**** SELECTION

Ratio and Proportion

**Category : **6th Class

**Ratio and Proportion**

**Ratio**

Ratio of two quantities is the comparison of the given quantities. Ratio is widely used for comparison of two quantities in such a way that one quantity is how much increased or decreased by the other quantity.

For example, Peter has 20 litres of milk but John has 5 litres, the comparison of the quantities is said to be, Peter has 15 litres more milk than John, but by division of both the quantity, it is said that Peter has, \[\frac{20}{5}=4\] times of milk than John. It can be expressed in the ratio form as\[4:1\]

**Note:** In the ratio\[a:b\]\[(b\ne 0)\], the quantities a and b are called the terms of the ratio and the first term (ie. a) is called antecedent and the second term (ie. b) is called consequent.

**Simplest form of a Ratio**

If the common factor of antecedent and consequent in a ratio is 1 then it is called in its simplest form.

********
**** RAW RECORDS

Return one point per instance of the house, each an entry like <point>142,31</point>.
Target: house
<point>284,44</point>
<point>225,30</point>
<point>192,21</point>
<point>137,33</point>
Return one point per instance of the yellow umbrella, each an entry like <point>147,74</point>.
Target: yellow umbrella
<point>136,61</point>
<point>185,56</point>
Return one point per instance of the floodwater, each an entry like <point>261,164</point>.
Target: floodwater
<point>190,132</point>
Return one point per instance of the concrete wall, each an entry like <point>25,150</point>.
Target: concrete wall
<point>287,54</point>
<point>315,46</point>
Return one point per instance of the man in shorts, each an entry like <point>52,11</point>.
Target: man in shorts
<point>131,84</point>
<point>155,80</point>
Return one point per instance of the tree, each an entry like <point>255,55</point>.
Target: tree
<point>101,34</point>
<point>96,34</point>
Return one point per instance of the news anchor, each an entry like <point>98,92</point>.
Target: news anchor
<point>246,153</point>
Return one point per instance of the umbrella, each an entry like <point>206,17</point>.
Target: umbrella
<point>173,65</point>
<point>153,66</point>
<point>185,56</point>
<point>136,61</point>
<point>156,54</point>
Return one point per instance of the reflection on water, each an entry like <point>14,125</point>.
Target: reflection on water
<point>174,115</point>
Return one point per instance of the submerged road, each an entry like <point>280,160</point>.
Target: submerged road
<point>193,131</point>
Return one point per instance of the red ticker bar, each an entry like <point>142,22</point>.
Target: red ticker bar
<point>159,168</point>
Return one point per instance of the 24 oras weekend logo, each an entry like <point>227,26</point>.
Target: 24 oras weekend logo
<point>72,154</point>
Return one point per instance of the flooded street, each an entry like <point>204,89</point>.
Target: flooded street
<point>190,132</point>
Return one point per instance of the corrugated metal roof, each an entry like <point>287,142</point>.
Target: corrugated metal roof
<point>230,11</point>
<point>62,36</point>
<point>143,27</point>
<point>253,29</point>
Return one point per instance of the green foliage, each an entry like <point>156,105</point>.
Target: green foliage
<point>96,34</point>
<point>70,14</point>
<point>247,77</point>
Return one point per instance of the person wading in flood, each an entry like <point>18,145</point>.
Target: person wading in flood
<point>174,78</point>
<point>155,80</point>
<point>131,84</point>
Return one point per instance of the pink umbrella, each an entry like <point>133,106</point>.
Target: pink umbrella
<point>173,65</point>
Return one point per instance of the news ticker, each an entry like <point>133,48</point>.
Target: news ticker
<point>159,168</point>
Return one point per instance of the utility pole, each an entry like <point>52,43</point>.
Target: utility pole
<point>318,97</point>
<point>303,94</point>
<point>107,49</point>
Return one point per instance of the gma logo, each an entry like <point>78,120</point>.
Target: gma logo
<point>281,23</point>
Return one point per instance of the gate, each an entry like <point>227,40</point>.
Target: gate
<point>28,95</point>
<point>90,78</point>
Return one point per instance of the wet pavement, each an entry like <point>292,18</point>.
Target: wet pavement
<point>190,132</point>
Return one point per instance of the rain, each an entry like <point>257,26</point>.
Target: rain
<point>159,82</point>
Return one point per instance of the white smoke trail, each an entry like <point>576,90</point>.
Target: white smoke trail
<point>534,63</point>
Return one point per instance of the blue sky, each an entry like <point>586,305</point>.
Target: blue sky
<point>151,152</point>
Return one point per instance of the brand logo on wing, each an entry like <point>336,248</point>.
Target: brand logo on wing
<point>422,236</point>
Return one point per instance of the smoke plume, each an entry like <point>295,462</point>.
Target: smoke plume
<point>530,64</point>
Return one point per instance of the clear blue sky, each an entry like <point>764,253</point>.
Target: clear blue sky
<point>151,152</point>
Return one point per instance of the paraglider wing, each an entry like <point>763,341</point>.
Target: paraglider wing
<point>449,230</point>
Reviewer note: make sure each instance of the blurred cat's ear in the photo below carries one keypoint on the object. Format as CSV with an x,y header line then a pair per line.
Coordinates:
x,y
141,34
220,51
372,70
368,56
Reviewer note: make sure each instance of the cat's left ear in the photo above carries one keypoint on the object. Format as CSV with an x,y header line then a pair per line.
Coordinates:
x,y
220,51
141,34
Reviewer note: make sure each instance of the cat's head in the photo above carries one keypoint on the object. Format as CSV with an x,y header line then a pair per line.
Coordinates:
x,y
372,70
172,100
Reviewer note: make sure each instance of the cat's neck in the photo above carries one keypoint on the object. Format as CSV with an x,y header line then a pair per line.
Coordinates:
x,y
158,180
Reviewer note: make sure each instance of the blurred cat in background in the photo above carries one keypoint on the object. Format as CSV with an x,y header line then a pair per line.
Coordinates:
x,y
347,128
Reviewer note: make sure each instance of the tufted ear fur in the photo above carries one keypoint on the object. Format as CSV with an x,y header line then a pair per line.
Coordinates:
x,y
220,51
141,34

********

→ **PROBLEM STATEMENT**:
Reproduce the ratio and proportion text above word for word, in full.

→ **SOLUTION FOR THIS EXERCISE**:
Ratio and Proportion

**Category : **6th Class

**Ratio and Proportion**

**Ratio**

Ratio of two quantities is the comparison of the given quantities. Ratio is widely used for comparison of two quantities in such a way that one quantity is how much increased or decreased by the other quantity.

For example, Peter has 20 litres of milk but John has 5 litres, the comparison of the quantities is said to be, Peter has 15 litres more milk than John, but by division of both the quantity, it is said that Peter has, \[\frac{20}{5}=4\] times of milk than John. It can be expressed in the ratio form as\[4:1\]

**Note:** In the ratio\[a:b\]\[(b\ne 0)\], the quantities a and b are called the terms of the ratio and the first term (ie. a) is called antecedent and the second term (ie. b) is called consequent.

**Simplest form of a Ratio**

If the common factor of antecedent and consequent in a ratio is 1 then it is called in its simplest form.